**GIVEN REQUEST**
Copy the material below word for word, from the line with "In the photo above, where can the sleeping" to the line with "column 464, row 348", including both of those lines.

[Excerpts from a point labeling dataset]
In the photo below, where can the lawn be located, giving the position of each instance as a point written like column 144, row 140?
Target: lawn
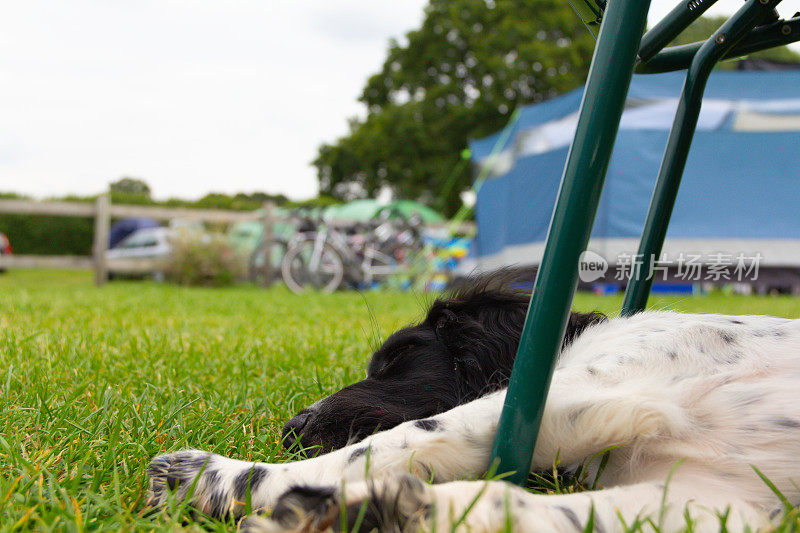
column 96, row 381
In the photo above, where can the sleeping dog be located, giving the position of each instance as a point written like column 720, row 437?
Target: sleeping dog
column 676, row 417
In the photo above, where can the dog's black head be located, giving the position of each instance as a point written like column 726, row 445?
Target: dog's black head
column 464, row 348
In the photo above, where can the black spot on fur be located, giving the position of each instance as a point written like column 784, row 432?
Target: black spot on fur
column 577, row 413
column 787, row 422
column 463, row 348
column 251, row 478
column 428, row 424
column 598, row 525
column 571, row 516
column 398, row 507
column 358, row 452
column 301, row 500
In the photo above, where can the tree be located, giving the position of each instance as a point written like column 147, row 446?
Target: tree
column 704, row 27
column 130, row 186
column 459, row 76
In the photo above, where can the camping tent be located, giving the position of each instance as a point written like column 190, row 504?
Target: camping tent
column 740, row 192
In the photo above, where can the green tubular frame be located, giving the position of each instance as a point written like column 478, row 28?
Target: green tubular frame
column 679, row 143
column 621, row 46
column 601, row 110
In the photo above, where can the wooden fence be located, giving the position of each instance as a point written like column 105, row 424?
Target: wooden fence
column 102, row 211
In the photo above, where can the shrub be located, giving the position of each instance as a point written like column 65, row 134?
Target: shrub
column 204, row 259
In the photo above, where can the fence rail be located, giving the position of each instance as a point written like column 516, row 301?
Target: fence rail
column 102, row 211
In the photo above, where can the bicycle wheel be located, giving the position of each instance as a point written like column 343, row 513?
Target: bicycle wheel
column 303, row 267
column 257, row 267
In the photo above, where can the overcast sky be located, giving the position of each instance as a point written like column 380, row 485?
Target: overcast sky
column 193, row 96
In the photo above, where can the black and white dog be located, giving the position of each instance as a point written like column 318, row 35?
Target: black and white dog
column 684, row 405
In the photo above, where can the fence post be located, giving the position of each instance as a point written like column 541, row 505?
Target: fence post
column 101, row 230
column 267, row 240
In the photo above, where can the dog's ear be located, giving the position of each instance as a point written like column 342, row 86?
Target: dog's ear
column 481, row 353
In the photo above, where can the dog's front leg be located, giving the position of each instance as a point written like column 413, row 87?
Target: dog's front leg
column 453, row 445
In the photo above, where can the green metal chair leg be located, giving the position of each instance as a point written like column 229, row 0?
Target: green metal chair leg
column 603, row 102
column 680, row 141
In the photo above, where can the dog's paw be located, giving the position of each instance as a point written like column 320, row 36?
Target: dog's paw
column 207, row 482
column 391, row 505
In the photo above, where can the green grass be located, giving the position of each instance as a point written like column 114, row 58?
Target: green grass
column 94, row 382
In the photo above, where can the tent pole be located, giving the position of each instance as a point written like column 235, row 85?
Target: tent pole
column 603, row 102
column 680, row 141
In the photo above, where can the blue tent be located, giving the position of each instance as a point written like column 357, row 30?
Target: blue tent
column 740, row 192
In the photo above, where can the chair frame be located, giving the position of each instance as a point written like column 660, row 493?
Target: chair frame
column 622, row 47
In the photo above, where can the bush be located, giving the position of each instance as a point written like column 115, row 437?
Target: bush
column 203, row 259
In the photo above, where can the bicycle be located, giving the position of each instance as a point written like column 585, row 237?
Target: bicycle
column 359, row 255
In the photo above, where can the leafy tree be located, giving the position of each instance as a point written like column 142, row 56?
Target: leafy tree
column 704, row 27
column 459, row 76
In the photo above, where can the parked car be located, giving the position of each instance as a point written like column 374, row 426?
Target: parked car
column 146, row 243
column 5, row 248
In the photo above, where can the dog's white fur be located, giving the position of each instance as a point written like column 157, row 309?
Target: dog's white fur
column 687, row 405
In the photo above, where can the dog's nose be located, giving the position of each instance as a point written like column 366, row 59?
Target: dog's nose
column 293, row 428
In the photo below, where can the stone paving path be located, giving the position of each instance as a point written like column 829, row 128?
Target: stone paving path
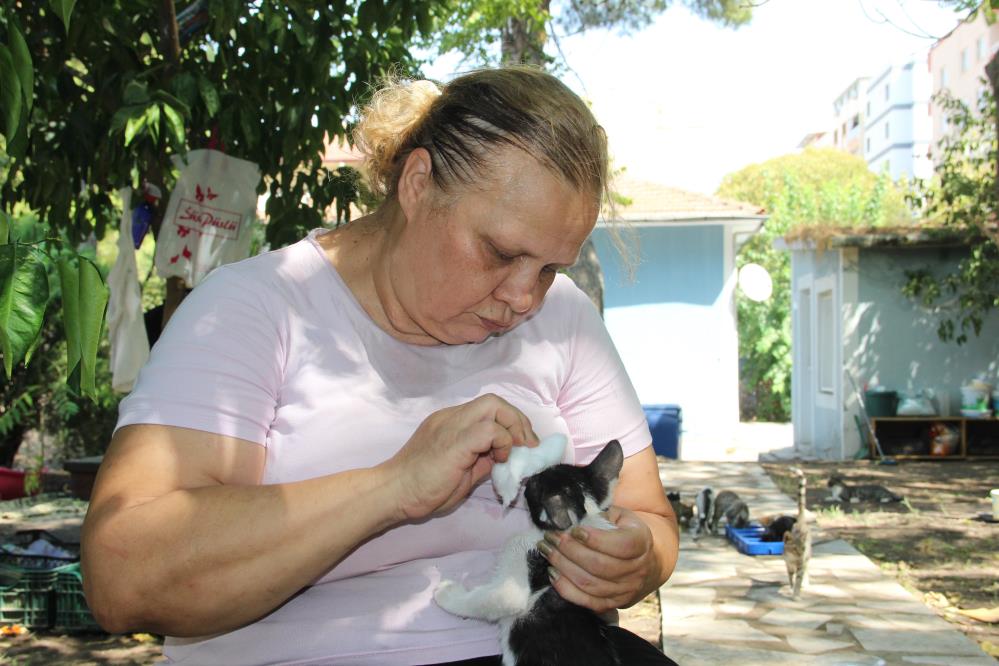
column 722, row 607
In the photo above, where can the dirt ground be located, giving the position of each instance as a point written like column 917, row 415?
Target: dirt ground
column 933, row 543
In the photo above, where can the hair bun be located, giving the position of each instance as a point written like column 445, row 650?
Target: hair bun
column 395, row 110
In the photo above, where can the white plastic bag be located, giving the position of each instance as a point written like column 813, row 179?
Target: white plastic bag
column 126, row 324
column 209, row 219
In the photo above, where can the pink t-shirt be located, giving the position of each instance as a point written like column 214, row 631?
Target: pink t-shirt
column 276, row 350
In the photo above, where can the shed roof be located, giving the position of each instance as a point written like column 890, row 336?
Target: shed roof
column 655, row 202
column 915, row 235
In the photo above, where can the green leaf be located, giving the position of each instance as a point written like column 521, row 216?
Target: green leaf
column 166, row 97
column 10, row 93
column 24, row 293
column 175, row 123
column 124, row 114
column 153, row 122
column 209, row 95
column 69, row 280
column 63, row 9
column 22, row 65
column 133, row 126
column 85, row 299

**CORRECT RESPONSE**
In the photo above, where can the sleeping dog be located, giving the position of each instance as a point written like column 720, row 437?
Target: sleeping dog
column 676, row 417
In the photo above, where can the dog's black head be located, giving the position of each instance as a point written like column 726, row 445?
Target: dog's black head
column 464, row 348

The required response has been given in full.